Start of Recorded data

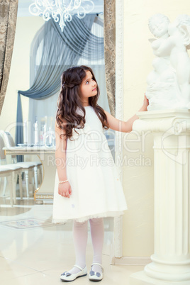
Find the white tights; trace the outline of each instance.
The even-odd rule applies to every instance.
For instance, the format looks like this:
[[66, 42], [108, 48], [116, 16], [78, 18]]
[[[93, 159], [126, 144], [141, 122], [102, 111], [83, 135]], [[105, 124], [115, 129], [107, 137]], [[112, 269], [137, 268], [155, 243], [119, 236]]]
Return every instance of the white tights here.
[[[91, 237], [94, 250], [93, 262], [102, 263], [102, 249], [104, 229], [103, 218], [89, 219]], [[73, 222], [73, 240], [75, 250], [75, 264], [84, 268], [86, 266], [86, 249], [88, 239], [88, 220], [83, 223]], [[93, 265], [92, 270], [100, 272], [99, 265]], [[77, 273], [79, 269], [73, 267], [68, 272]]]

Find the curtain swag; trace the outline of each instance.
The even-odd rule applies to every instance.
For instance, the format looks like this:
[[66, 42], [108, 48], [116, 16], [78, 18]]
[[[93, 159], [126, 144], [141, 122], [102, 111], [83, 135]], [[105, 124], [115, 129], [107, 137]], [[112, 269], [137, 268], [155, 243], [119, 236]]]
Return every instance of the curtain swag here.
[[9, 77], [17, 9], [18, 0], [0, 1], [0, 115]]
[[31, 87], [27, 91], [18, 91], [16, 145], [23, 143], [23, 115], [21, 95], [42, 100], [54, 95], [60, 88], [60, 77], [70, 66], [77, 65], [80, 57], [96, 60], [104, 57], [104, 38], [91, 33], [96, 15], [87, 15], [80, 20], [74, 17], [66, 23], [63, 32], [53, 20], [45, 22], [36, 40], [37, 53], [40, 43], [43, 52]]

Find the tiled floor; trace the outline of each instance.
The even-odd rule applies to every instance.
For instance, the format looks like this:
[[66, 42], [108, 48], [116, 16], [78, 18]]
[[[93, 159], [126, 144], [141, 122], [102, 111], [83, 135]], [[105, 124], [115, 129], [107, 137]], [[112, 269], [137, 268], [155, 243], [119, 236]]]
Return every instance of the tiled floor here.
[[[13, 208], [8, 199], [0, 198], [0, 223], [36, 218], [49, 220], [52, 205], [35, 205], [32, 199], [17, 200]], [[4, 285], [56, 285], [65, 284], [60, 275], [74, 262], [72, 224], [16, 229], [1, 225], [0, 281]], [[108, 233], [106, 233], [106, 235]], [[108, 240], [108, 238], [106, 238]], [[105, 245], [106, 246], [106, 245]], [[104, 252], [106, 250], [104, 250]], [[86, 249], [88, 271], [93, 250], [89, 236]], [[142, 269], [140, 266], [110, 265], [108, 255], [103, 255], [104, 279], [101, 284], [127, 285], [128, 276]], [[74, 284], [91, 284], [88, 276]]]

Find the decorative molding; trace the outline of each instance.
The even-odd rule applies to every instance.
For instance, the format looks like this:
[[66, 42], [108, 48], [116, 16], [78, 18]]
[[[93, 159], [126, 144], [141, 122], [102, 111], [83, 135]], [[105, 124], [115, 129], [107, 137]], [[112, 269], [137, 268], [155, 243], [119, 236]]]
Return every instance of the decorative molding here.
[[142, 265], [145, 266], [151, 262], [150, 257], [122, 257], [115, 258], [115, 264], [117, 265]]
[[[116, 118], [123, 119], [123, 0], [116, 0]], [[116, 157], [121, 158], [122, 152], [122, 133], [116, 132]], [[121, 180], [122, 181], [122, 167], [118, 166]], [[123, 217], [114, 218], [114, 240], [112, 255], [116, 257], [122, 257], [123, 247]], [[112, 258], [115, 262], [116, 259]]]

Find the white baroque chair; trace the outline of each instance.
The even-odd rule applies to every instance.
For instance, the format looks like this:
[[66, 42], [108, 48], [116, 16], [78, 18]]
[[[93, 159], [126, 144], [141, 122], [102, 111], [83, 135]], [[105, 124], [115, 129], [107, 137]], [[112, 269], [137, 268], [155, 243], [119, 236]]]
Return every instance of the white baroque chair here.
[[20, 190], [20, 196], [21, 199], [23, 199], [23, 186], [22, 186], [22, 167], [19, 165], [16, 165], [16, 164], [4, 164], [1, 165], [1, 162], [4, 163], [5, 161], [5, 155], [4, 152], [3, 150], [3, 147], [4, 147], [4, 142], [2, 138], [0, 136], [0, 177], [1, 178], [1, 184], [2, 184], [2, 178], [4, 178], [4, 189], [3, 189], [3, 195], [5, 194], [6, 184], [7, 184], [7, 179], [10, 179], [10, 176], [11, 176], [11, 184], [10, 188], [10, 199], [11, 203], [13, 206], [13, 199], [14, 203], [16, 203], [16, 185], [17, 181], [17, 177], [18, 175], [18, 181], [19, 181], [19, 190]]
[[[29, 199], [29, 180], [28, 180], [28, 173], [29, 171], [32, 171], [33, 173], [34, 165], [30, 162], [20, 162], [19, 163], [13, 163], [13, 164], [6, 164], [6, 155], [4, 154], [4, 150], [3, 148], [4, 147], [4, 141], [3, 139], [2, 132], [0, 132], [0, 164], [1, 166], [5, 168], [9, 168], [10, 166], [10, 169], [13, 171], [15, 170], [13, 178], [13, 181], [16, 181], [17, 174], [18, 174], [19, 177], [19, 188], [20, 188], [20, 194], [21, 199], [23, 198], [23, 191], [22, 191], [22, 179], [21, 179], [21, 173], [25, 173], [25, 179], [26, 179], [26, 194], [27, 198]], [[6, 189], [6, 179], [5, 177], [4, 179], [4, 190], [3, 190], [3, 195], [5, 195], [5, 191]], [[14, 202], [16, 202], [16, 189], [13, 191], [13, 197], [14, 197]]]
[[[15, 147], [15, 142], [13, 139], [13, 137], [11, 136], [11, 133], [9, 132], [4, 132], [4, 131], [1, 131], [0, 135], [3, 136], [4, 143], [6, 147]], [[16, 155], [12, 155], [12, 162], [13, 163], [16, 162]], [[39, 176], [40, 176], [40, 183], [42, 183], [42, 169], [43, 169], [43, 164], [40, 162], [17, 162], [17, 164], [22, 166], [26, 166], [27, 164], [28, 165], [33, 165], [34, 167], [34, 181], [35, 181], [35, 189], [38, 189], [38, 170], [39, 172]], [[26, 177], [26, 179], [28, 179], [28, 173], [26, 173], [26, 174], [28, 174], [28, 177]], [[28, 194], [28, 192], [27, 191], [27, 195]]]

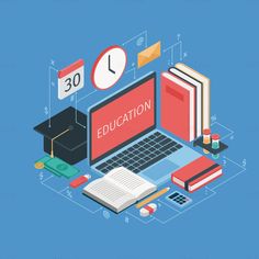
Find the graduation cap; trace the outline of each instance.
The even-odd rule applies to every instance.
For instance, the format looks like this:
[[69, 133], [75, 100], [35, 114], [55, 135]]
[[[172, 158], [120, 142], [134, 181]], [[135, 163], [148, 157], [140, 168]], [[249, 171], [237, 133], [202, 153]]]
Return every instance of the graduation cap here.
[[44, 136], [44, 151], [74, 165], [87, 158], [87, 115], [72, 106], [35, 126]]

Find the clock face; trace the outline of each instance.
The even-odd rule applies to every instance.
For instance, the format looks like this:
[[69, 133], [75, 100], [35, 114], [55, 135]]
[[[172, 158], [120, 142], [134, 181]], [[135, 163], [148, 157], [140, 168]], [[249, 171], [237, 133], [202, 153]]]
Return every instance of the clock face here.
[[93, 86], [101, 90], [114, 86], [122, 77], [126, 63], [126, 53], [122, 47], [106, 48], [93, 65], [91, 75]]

End of Recorded data

(Short problem): Could you copy the records above word for word, beginning at the line that contains "Find the decorative" and stopping after the line that contains "262], [116, 259]]]"?

(Exercise answer):
Find the decorative molding; trace the outline of each instance.
The even-odd rule applies to every instance.
For instance, the format looks like this:
[[66, 42], [108, 48], [116, 16], [78, 18]]
[[[93, 159], [126, 144], [141, 122], [102, 111], [83, 135]], [[105, 124], [115, 129], [107, 137]], [[112, 269], [137, 268], [155, 243], [119, 236]]]
Return every instance of the decorative molding here.
[[142, 265], [145, 266], [151, 262], [150, 257], [122, 257], [115, 258], [115, 264], [117, 265]]
[[[116, 118], [123, 119], [123, 0], [116, 0]], [[116, 157], [121, 158], [122, 152], [122, 133], [116, 132]], [[121, 180], [122, 181], [122, 167], [118, 166]], [[123, 217], [114, 218], [114, 240], [112, 255], [116, 257], [122, 257], [123, 247]], [[112, 258], [115, 262], [116, 259]]]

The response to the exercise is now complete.